Document section:
━━━━

Single by Buckcherry

from the album Black Butterfly
- Released: July 2008
- Recorded: 2008
- Genre: Hard rock
- Length: 4:01
- Label: Eleven Seven; Atlantic;
- Songwriters: Josh Todd; Keith Nelson; Marti Frederiksen;

Buckcherry singles chronology
| "Sorry" (2007) | "Too Drunk..." (2008) | "Don't Go Away" (2008) |

= Too Drunk... =

"Too Drunk..." is a song by American rock band Buckcherry. It was released in July 2008 as the lead single from the band's fourth album Black Butterfly. The song is about a man drinking all night and all day, and having the girl of his desire walk away because he's "too drunk to fuck". The song was apparently leaked by the band's manager in 2008, yet the band later claimed that the track was pirated.

━━━━

Given problem 1: Report every line in the listing that contains the string "chicken", matching case exactly.
The song article and the listing are unrelated.

Excerpted records:
━━━━

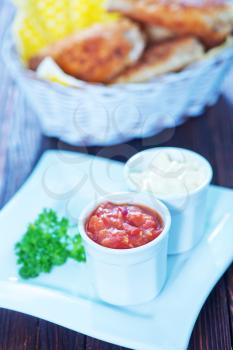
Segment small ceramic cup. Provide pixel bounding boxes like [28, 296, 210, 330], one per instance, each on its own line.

━━━━

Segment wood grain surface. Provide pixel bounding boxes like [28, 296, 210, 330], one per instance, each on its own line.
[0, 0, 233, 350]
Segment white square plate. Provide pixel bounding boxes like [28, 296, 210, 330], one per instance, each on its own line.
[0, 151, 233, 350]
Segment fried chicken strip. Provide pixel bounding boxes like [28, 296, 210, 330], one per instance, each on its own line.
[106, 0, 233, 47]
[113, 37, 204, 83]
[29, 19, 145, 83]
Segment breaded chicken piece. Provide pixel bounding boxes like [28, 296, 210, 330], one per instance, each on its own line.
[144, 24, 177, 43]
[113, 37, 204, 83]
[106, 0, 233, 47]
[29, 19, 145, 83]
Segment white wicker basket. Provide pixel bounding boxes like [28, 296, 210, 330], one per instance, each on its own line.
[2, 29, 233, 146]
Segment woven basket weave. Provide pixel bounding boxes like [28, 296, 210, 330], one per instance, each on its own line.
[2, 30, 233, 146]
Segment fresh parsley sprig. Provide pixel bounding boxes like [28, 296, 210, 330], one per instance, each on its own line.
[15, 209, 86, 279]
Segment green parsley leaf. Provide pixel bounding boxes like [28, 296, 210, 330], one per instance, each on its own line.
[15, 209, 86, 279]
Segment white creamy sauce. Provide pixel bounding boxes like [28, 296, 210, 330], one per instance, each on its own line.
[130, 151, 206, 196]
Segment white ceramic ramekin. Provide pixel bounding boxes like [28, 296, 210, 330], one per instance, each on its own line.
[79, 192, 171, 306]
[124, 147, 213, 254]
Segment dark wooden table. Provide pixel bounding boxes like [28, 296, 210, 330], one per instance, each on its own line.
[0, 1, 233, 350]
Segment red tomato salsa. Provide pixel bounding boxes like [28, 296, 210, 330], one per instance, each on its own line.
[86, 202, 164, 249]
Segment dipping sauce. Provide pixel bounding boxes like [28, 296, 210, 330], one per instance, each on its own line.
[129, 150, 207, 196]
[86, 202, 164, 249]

━━━━

Given problem 2: According to the song article, "Too Drunk..." was the lead single from which Buckcherry album?

Full output 1:
Segment fried chicken strip. Provide pixel bounding boxes like [28, 296, 210, 330], one per instance, each on its own line.
Segment breaded chicken piece. Provide pixel bounding boxes like [28, 296, 210, 330], one per instance, each on its own line.

Full output 2: Black Butterfly, the band's fourth album.